[START OF Passage provided]

The commenters on his post generally balked at the idea, noting that there can be investors who are short-sighted at the same time that there are investors who are overconfident speculators. This is well enough, as far as it goes. The distinctions here are subtle, non-falsifiable, and are about scale. Of course there are ebbs and flows in investor sentiment, and of course at any given time there are investors with many different sentiments. But, the problem is figuring out when these sentiments become such an influence on price that markets become adversely inefficient.
My reaction is that there appears to be a lot of motivated reasoning against finance. We are uncomfortable with conspicuous profit from risk. Speculation is unseemly. It seems like it must reflect our baser motives. So, to my eyes, there tends to be a pretty obvious predisposition for finding fault in financial markets. This is in stark contrast to the way we should feel. Speculation is what I do for a living, and, despite a fairly strong history of success, in my weaker moments I am almost embarrassed at myself for thinking that what I do is possible. There are millions of people in the world diligently (even greedily) searching for mispriced securities, including many highly trained, motivated, and intelligent people. The hubris required to bet against them is damning.

[END OF Passage provided]
[START OF Listed entries]

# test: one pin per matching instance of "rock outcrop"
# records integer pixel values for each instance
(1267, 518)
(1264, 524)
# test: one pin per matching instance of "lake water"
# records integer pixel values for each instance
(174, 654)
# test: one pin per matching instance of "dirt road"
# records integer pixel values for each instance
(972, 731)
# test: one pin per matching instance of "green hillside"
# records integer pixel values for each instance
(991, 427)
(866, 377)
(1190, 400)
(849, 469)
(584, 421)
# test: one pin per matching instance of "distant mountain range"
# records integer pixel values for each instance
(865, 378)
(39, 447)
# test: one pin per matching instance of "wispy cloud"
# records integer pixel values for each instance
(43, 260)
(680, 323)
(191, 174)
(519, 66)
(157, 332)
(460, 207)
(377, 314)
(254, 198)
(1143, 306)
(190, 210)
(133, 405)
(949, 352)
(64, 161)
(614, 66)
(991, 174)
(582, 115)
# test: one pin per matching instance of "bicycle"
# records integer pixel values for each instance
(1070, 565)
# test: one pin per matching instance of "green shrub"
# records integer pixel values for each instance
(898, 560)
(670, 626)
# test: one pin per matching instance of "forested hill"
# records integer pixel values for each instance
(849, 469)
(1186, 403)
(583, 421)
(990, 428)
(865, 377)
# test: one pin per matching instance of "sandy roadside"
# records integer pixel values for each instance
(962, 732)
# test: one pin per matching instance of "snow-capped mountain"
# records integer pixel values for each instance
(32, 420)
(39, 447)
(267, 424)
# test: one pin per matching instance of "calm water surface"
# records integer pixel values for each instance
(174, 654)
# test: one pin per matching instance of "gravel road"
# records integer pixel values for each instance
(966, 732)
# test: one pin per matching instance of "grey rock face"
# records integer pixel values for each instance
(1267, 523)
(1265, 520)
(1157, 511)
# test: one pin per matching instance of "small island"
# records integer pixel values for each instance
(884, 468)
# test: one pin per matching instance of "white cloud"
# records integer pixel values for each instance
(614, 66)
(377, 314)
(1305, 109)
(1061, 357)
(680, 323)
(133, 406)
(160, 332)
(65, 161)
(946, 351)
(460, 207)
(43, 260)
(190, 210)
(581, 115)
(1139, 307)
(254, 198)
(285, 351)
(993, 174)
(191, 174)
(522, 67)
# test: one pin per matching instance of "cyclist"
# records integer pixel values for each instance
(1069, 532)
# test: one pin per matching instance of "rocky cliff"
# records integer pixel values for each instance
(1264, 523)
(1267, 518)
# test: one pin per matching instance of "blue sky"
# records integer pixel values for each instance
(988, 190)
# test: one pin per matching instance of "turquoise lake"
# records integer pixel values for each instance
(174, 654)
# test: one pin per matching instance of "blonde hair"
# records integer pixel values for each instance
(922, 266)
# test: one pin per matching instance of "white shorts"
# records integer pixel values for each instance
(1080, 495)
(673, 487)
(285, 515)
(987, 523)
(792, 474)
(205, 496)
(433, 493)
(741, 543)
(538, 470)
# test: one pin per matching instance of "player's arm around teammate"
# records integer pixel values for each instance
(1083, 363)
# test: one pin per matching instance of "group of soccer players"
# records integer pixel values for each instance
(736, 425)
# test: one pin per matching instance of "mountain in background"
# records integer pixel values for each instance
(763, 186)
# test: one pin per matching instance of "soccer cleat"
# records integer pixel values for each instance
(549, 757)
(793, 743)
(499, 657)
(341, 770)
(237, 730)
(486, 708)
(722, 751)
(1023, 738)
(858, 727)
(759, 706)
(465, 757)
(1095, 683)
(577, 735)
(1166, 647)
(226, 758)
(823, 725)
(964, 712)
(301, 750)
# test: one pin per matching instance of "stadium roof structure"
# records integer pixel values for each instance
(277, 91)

[END OF Listed entries]

▸ **Set of tasks**
1 – Using the passage on investor sentiment, answer these:
(a) How did the commenters on his post generally react to the idea?
(b) What three things does the writer say about the distinctions here?
(c) What does the writer say they do for a living?
2 – Reproduce the part of the passage on investor sentiment starting with "The commenters on" and going on through "become adversely inefficient.".

▸ **Final answers**
1 –
(a) They generally balked at it.
(b) They are subtle, non-falsifiable, and about scale.
(c) Speculation.

2 –
The commenters on his post generally balked at the idea, noting that there can be investors who are short-sighted at the same time that there are investors who are overconfident speculators. This is well enough, as far as it goes. The distinctions here are subtle, non-falsifiable, and are about scale. Of course there are ebbs and flows in investor sentiment, and of course at any given time there are investors with many different sentiments. But, the problem is figuring out when these sentiments become such an influence on price that markets become adversely inefficient.